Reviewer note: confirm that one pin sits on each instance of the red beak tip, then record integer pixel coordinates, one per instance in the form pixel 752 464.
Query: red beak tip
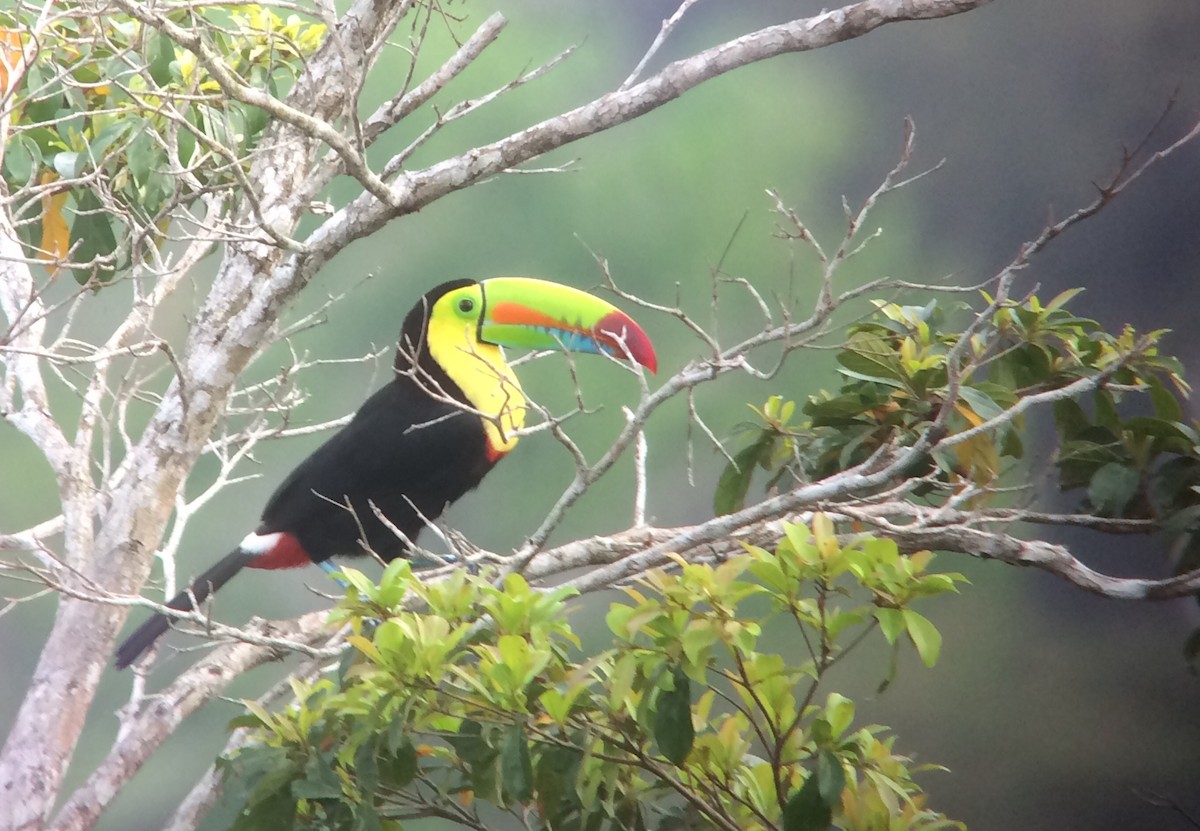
pixel 619 328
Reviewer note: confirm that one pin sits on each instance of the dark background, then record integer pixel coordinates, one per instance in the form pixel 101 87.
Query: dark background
pixel 1050 707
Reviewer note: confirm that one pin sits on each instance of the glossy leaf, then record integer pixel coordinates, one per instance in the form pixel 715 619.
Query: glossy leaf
pixel 673 730
pixel 805 809
pixel 1113 488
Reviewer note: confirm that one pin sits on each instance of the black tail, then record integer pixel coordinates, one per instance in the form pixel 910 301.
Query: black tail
pixel 201 589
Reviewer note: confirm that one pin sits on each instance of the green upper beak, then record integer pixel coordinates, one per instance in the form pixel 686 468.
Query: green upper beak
pixel 539 315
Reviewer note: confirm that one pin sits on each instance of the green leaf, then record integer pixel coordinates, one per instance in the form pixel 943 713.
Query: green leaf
pixel 516 766
pixel 870 356
pixel 91 235
pixel 891 622
pixel 981 402
pixel 735 482
pixel 1111 489
pixel 1167 406
pixel 924 637
pixel 831 778
pixel 805 809
pixel 672 718
pixel 319 783
pixel 399 769
pixel 1107 411
pixel 160 53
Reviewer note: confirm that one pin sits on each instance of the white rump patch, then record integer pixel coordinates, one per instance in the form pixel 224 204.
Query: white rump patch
pixel 259 543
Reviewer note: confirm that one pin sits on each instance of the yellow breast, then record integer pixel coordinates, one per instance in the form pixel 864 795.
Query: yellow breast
pixel 485 378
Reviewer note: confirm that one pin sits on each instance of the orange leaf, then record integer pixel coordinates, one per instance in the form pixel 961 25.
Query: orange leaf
pixel 11 53
pixel 55 233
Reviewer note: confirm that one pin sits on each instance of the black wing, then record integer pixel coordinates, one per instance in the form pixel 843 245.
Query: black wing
pixel 401 449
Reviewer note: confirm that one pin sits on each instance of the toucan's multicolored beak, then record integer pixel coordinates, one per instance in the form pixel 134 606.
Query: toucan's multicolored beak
pixel 538 315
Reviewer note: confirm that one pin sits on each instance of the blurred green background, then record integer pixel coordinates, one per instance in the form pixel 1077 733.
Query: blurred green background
pixel 1050 709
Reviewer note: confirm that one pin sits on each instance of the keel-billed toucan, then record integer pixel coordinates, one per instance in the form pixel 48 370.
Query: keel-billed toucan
pixel 447 417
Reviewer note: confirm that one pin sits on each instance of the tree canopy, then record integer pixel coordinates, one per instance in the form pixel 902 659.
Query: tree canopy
pixel 179 178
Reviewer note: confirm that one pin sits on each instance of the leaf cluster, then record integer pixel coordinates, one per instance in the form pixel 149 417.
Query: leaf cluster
pixel 115 126
pixel 904 365
pixel 484 701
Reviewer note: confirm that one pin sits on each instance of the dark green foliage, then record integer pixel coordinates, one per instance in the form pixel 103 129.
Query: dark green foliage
pixel 117 121
pixel 447 713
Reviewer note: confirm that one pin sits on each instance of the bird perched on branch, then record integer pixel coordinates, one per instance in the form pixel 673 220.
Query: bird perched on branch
pixel 450 412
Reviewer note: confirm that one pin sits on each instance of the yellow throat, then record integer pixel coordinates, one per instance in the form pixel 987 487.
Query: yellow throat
pixel 483 375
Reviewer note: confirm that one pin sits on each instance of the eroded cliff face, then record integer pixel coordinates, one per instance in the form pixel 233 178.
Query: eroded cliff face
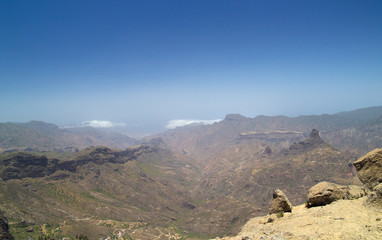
pixel 342 212
pixel 21 165
pixel 4 228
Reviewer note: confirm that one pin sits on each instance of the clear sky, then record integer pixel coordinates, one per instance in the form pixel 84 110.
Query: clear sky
pixel 148 62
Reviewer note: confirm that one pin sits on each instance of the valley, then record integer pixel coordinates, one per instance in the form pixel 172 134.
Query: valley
pixel 192 182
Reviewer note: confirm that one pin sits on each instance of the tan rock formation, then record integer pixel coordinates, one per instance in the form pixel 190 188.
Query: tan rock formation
pixel 280 203
pixel 342 219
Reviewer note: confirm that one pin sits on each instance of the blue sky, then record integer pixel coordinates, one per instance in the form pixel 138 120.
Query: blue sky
pixel 148 62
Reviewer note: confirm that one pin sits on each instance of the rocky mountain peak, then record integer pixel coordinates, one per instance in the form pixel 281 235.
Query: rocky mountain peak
pixel 314 133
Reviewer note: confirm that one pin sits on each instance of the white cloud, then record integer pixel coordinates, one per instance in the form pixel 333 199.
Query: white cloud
pixel 183 122
pixel 101 124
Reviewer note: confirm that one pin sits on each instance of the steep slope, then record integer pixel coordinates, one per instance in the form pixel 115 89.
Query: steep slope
pixel 252 178
pixel 356 132
pixel 134 187
pixel 36 135
pixel 343 219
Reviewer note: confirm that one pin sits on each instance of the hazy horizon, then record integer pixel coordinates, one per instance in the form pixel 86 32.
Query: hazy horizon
pixel 150 64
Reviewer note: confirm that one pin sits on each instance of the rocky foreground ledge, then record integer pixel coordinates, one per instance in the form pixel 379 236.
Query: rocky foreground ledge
pixel 342 219
pixel 332 211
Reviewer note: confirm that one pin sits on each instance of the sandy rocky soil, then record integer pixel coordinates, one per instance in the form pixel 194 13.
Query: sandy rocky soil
pixel 359 218
pixel 343 219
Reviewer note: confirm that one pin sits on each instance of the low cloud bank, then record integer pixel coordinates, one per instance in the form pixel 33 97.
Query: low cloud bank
pixel 102 124
pixel 183 122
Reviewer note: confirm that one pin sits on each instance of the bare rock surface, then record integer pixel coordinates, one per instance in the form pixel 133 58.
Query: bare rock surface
pixel 369 168
pixel 4 228
pixel 342 219
pixel 326 192
pixel 280 203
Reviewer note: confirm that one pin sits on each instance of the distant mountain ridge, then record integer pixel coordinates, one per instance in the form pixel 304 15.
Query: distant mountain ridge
pixel 41 136
pixel 355 131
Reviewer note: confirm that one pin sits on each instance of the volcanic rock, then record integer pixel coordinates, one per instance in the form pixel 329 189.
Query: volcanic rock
pixel 369 168
pixel 4 229
pixel 280 203
pixel 325 192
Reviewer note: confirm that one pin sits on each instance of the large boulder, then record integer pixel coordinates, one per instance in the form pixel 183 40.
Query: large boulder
pixel 369 168
pixel 325 192
pixel 280 203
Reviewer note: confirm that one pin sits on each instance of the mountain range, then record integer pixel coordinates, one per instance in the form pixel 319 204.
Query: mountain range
pixel 194 182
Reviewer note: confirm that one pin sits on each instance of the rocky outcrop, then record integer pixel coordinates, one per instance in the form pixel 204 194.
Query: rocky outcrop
pixel 369 168
pixel 4 229
pixel 280 203
pixel 340 220
pixel 324 193
pixel 369 171
pixel 22 165
pixel 313 141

* * * *

> [Short exercise]:
Transcribe the material verbatim from its first line through the line containing "pixel 1113 488", including both of those lines, and omit the pictures.

> [Exercise result]:
Reviewer note: confirm that one pin sits on each instance of the red beak tip, then record integer pixel coordinates, one per instance in the form pixel 752 464.
Query: red beak tip
pixel 619 328
Reviewer note: confirm that one pin sits on each instance of the dark background, then record integer pixel coordinates, one per instance in the form pixel 101 87.
Query: dark background
pixel 1050 707
Reviewer note: confirm that one pin sits on each instance of the glossy leaf, then record integer pixel coordinates, one per instance in the form pixel 715 619.
Query: glossy leaf
pixel 673 730
pixel 805 809
pixel 1113 488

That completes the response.